* _Listing_:
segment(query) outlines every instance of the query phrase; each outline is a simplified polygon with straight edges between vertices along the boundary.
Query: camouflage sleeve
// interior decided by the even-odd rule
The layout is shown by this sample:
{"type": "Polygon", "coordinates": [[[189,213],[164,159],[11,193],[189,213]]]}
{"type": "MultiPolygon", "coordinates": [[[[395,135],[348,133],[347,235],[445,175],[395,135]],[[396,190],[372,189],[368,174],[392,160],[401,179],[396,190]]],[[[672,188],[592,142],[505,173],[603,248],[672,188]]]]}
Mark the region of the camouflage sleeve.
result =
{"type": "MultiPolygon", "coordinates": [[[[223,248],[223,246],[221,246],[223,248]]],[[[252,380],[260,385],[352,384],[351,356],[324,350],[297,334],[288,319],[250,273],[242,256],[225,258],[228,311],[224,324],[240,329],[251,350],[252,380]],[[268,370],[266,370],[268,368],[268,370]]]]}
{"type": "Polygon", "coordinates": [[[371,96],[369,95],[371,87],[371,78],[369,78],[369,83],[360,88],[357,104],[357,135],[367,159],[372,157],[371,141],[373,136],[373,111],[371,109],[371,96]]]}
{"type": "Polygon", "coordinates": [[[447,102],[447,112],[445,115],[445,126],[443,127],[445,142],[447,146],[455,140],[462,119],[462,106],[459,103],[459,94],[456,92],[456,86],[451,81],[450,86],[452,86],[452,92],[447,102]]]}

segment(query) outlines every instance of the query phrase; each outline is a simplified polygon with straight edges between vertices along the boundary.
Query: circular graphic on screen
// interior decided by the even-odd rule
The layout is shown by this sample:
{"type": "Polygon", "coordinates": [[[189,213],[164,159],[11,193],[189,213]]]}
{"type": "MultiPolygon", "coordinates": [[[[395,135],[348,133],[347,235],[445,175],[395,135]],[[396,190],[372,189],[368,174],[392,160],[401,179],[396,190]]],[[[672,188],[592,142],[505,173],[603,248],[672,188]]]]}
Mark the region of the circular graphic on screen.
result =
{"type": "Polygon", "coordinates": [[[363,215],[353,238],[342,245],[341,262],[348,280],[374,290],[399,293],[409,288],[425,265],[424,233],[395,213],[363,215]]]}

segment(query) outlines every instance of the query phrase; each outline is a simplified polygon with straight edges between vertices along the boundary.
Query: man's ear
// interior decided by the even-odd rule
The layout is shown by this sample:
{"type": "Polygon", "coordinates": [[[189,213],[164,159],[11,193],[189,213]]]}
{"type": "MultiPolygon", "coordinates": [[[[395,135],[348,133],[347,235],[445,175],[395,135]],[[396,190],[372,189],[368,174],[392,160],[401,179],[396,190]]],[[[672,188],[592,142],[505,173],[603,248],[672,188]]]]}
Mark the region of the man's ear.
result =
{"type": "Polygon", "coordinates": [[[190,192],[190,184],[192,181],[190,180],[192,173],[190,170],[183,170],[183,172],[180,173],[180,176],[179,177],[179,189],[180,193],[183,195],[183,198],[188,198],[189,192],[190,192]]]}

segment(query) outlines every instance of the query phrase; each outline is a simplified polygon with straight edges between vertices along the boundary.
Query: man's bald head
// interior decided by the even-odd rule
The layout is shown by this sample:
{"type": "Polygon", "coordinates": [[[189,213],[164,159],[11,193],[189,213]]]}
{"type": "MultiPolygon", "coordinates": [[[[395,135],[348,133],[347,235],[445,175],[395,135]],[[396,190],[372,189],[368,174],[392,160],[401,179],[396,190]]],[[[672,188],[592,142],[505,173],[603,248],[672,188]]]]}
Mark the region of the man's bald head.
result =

* _The request_: Return the full listing, character for character.

* _Written answer_:
segment(query) outlines every instance of the query phrase; each outline is a simplified polygon with straight edges between vertices along the boundary.
Query: camouflage sleeve
// interior decided by the even-odd rule
The layout is shown by this sample:
{"type": "Polygon", "coordinates": [[[189,213],[164,159],[11,193],[189,213]]]}
{"type": "MultiPolygon", "coordinates": [[[[395,135],[348,133],[347,235],[445,175],[395,135]],[[396,190],[372,189],[368,174],[392,160],[401,179],[396,190]]],[[[672,188],[592,142],[505,173],[603,248],[672,188]]]]}
Mark the region of the camouflage sleeve.
result =
{"type": "MultiPolygon", "coordinates": [[[[223,248],[223,246],[221,246],[223,248]]],[[[252,380],[260,385],[352,384],[351,356],[324,350],[297,334],[288,319],[250,273],[242,256],[225,258],[228,311],[224,324],[240,329],[251,350],[252,380]],[[268,370],[266,370],[268,368],[268,370]]]]}
{"type": "Polygon", "coordinates": [[[371,96],[369,95],[371,87],[371,78],[369,78],[369,83],[360,88],[357,104],[357,135],[367,159],[372,157],[371,141],[373,136],[373,111],[371,109],[371,96]]]}
{"type": "Polygon", "coordinates": [[[447,102],[447,112],[445,115],[445,126],[443,127],[445,142],[447,146],[455,140],[462,119],[462,106],[459,103],[459,94],[456,92],[456,86],[451,81],[450,86],[452,86],[452,92],[447,102]]]}

segment(query) outlines every instance of the query phrase; each outline is a simplified polygon with straight edges between vertices along the boundary.
Query: circular graphic on screen
// interior decided by the even-odd rule
The layout is shown by this sample:
{"type": "Polygon", "coordinates": [[[189,213],[164,159],[11,193],[189,213]]]}
{"type": "MultiPolygon", "coordinates": [[[[395,135],[348,133],[347,235],[445,175],[395,135]],[[396,190],[372,189],[368,174],[392,160],[401,179],[396,190]]],[[[672,188],[592,142],[505,173],[603,248],[672,188]]]]}
Mark the region of the circular graphic on screen.
result =
{"type": "Polygon", "coordinates": [[[363,215],[353,238],[342,245],[341,262],[348,280],[374,290],[399,293],[409,288],[425,265],[424,233],[395,213],[363,215]]]}

segment(query) outlines every instance of the query phrase; each outline is a simplified polygon with straight edges between vertices along the boundary.
Query: man's ear
// interior decided by the even-odd rule
The layout is shown by this sample:
{"type": "Polygon", "coordinates": [[[189,213],[164,159],[11,193],[189,213]]]}
{"type": "MultiPolygon", "coordinates": [[[[395,135],[348,133],[347,235],[445,175],[395,135]],[[396,190],[372,189],[368,174],[392,160],[401,179],[396,190]]],[[[672,188],[592,142],[505,173],[603,248],[672,188]]]]}
Mark the region of the man's ear.
result =
{"type": "Polygon", "coordinates": [[[190,192],[190,184],[192,181],[190,180],[192,173],[190,170],[183,170],[183,172],[180,173],[180,176],[179,177],[179,189],[180,193],[183,195],[183,198],[188,198],[189,192],[190,192]]]}

segment(query) outlines every instance of the query phrase; each outline is a simplified polygon with straight edges between vertices along the boundary.
Query: man's bald head
// interior decided by the even-odd rule
The layout is shown by this sample:
{"type": "Polygon", "coordinates": [[[189,213],[164,159],[11,193],[189,213]]]}
{"type": "MultiPolygon", "coordinates": [[[[395,135],[348,133],[347,235],[445,175],[395,135]],[[396,190],[372,189],[368,174],[392,160],[401,179],[396,190]]],[[[672,188],[592,142],[505,173],[603,248],[672,188]]]]}
Mark the region of the man's bald head.
result =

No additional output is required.